→ **ÉNONCÉ 1**
Comptez les lignes de la liste ci-dessous qui contiennent la chaîne "window", en tenant compte de la casse. Donnez uniquement ce nombre.

Continuons de cheminer sur les multiples voies que le chef de l'État a empruntées depuis sa première visite au musée Guimet pour arriver, un bon demi-siècle plus tard, au musée des Arts premiers du quai Branly. L'école buissonnière ne l'a pas conduit vers le seul musée Guimet et ses prolongements asiatiques. Au cours de son adolescence, parallèlement à la poursuite du cursus classique d'un jeune bourgeois parisien, il a couru les librairies du Quartier latin pour s'initier à l'art moderne, mais aussi à la poésie, notamment grâce aux livres édités par Pierre Seghers, qui deviendra son ami… Il dégagera également du temps pour se familiariser avec la culture des Dogons du Mali, initiation qu'il a amorcée dans l'atelier du peintre Fernand Léger qu'il fréquentait à la fin des années 40, rue Notre-Dame-des-Champs, non loin de la rue de Seine où il habitait. Fernand Léger qui, durant l'entre-deux guerres, s'était inspiré de l'art nègre aussi bien dans sa peinture que dans ses sculptures, dans les ballets et même au cinéma, s'était exilé à New York pendant la guerre. Revenu en France en 1945, il s'était installé à Paris. « Quelques personnages y parlaient beaucoup de l'influence de l'art africain, avec un goût particulier pour la culture des Dogons du Mali. J'ai essayé de m'y initier… », se souvient le président de la République.

→ **ÉNONCÉ 2**
Répondez s'il vous plaît à ces questions sur l'extrait ci-dessus :
(a) Quel éditeur publiait les livres de poésie lus par le président dans sa jeunesse ?
(b) Dans quelle rue se trouvait l'atelier de Fernand Léger ?
(c) En quelle année Fernand Léger est-il revenu en France ?

[Entrées conservées d'une collection]

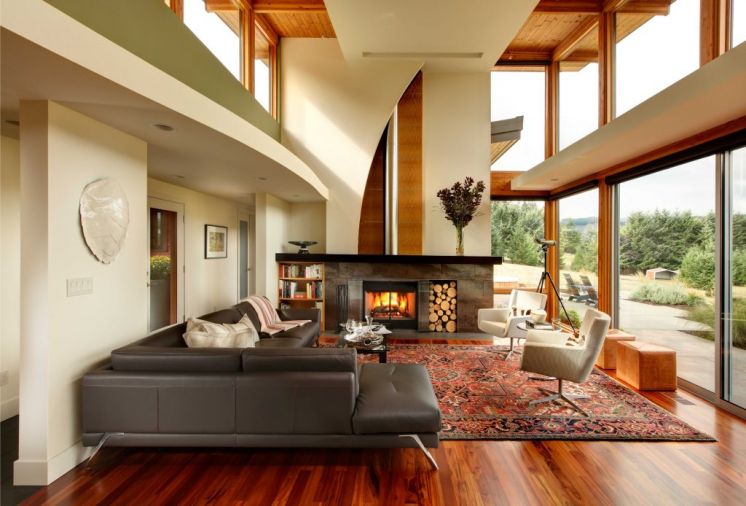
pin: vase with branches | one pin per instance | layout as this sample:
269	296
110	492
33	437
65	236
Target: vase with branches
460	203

* * *

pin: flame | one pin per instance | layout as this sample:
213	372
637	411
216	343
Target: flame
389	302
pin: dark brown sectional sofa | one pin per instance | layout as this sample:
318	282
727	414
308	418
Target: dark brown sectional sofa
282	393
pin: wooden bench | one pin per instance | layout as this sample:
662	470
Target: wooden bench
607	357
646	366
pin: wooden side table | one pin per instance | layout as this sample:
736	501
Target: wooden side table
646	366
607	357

...

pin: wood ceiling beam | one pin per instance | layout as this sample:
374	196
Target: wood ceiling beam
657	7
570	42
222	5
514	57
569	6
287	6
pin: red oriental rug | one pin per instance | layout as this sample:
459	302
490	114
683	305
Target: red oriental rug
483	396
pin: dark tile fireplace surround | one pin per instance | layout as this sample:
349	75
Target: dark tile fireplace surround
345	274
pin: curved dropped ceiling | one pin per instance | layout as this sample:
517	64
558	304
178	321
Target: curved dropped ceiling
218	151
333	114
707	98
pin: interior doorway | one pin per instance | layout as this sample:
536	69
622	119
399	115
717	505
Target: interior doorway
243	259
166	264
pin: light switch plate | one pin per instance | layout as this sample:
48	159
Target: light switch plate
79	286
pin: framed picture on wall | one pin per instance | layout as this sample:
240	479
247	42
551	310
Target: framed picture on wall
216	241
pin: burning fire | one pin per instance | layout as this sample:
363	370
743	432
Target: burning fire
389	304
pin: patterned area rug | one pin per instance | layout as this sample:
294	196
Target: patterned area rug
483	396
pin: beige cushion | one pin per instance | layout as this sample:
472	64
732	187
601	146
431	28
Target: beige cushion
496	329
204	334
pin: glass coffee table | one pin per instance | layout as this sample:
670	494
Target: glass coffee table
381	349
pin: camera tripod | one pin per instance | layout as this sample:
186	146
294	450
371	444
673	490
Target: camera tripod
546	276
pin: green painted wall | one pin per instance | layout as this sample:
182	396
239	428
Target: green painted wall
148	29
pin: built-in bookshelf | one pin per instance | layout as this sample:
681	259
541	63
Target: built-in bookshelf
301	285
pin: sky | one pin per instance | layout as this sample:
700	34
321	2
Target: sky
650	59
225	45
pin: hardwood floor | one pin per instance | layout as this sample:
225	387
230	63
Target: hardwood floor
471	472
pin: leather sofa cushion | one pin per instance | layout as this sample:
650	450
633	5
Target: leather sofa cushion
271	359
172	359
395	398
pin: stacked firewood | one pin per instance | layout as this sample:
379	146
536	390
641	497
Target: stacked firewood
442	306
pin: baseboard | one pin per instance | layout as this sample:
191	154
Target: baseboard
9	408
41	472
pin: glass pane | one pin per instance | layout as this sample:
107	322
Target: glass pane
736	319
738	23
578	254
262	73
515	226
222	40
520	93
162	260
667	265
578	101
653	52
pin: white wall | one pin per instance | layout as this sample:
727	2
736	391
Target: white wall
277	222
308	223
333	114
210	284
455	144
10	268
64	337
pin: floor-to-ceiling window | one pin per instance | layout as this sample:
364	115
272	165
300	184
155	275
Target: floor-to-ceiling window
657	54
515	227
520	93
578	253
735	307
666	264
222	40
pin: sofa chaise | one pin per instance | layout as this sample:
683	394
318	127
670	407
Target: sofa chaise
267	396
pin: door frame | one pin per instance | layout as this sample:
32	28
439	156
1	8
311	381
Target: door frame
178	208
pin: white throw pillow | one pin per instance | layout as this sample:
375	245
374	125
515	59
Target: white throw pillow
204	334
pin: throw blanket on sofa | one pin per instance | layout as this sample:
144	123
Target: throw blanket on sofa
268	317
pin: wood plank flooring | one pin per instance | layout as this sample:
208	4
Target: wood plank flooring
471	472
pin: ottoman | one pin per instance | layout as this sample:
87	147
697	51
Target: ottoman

→ **RÉSULTAT ATTENDU 1**
2

→ **RÉSULTAT ATTENDU 2**
(a) Pierre Seghers
(b) La rue Notre-Dame-des-Champs
(c) En 1945